To be done. Put the lines of all the records below into a numbered list, skipping any blank lines and leaving out the pictures.

Record set.
*-*-*

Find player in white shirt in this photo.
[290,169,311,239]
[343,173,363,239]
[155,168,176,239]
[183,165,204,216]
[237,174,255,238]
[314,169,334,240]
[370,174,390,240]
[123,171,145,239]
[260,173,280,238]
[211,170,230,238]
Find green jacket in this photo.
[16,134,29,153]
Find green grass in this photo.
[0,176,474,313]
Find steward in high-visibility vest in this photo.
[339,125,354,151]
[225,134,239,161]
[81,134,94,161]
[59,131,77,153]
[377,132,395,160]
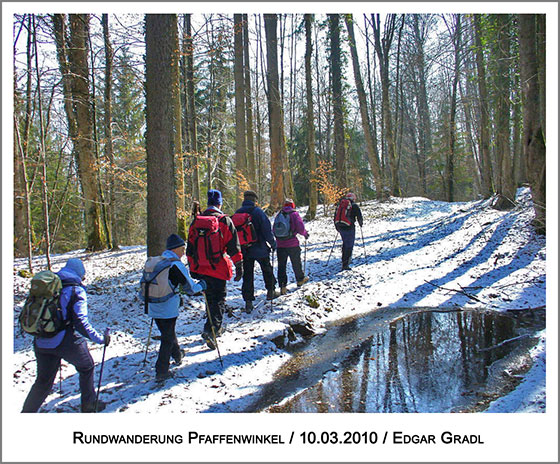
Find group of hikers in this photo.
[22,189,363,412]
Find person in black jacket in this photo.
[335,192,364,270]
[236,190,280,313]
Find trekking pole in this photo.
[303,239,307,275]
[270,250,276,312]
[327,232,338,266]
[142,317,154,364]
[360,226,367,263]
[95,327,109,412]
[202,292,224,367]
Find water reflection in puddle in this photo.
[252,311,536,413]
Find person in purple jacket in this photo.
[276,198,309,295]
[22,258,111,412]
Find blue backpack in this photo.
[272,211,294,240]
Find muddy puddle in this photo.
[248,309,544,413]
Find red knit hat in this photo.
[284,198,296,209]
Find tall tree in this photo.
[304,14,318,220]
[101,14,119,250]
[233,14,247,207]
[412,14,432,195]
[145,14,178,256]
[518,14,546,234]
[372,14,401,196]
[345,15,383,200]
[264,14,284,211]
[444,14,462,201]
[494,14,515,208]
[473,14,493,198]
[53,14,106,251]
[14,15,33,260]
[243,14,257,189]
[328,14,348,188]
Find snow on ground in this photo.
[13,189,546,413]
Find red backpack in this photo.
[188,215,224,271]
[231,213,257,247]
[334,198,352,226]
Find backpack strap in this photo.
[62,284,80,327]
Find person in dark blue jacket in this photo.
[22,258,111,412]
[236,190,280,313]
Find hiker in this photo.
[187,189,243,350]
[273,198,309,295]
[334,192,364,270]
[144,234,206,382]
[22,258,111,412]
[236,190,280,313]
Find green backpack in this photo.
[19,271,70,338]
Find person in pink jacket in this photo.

*-*-*

Result of the task.
1. Find player in white shirt in this photo.
2. [290,169,311,239]
3. [343,173,363,239]
4. [155,168,176,239]
5. [183,165,204,216]
6. [237,174,255,238]
7. [314,169,334,240]
8. [370,174,390,240]
9. [123,171,145,239]
10. [260,173,280,238]
11. [211,170,230,238]
12. Find green jacket in this photo.
13. [16,134,29,153]
14. Find green grass in this photo.
15. [0,176,474,313]
16. Find steward in high-visibility vest in this photo.
17. [339,125,354,151]
18. [225,134,239,161]
19. [81,134,94,161]
20. [59,131,77,153]
21. [377,132,395,160]
22. Find group of hikers in this photo.
23. [22,189,363,412]
24. Find person in black jacket in this photo.
25. [335,192,364,270]
26. [236,190,280,313]
27. Find trekking pole in this photo.
28. [303,239,307,275]
29. [270,250,276,312]
30. [327,232,338,266]
31. [142,317,154,364]
32. [360,226,367,263]
33. [95,327,109,412]
34. [202,292,224,367]
35. Find water reflection in puddle in this photo.
36. [252,311,536,413]
37. Find person in purple jacket in this photo.
38. [276,198,309,295]
39. [22,258,111,412]
40. Find blue backpack in this photo.
41. [272,211,294,240]
42. Find muddy puddle in this photo.
43. [248,309,544,413]
44. Find red knit hat in this photo.
45. [284,198,296,209]
46. Find tall tree in this photo.
47. [304,14,318,220]
48. [101,14,119,250]
49. [233,14,247,207]
50. [412,14,432,195]
51. [145,14,178,256]
52. [518,14,546,234]
53. [372,14,401,196]
54. [345,15,383,200]
55. [264,14,284,211]
56. [444,14,462,201]
57. [494,14,515,208]
58. [473,14,493,198]
59. [53,14,106,251]
60. [14,15,33,260]
61. [243,14,257,189]
62. [328,14,348,188]
63. Find snow on ground in this photo.
64. [13,189,546,413]
65. Find red backpack in this photo.
66. [188,215,224,271]
67. [231,213,257,247]
68. [334,198,352,226]
69. Find backpack strap in this photo.
70. [62,284,80,327]
71. Find person in dark blue jacket in this photo.
72. [22,258,111,412]
73. [236,190,280,313]
74. Find hiker in this photo.
75. [187,189,243,350]
76. [273,198,309,295]
77. [334,192,364,270]
78. [144,234,206,382]
79. [22,258,111,412]
80. [236,190,280,313]
81. Find green backpack in this photo.
82. [19,271,70,338]
83. Find person in pink jacket in this photo.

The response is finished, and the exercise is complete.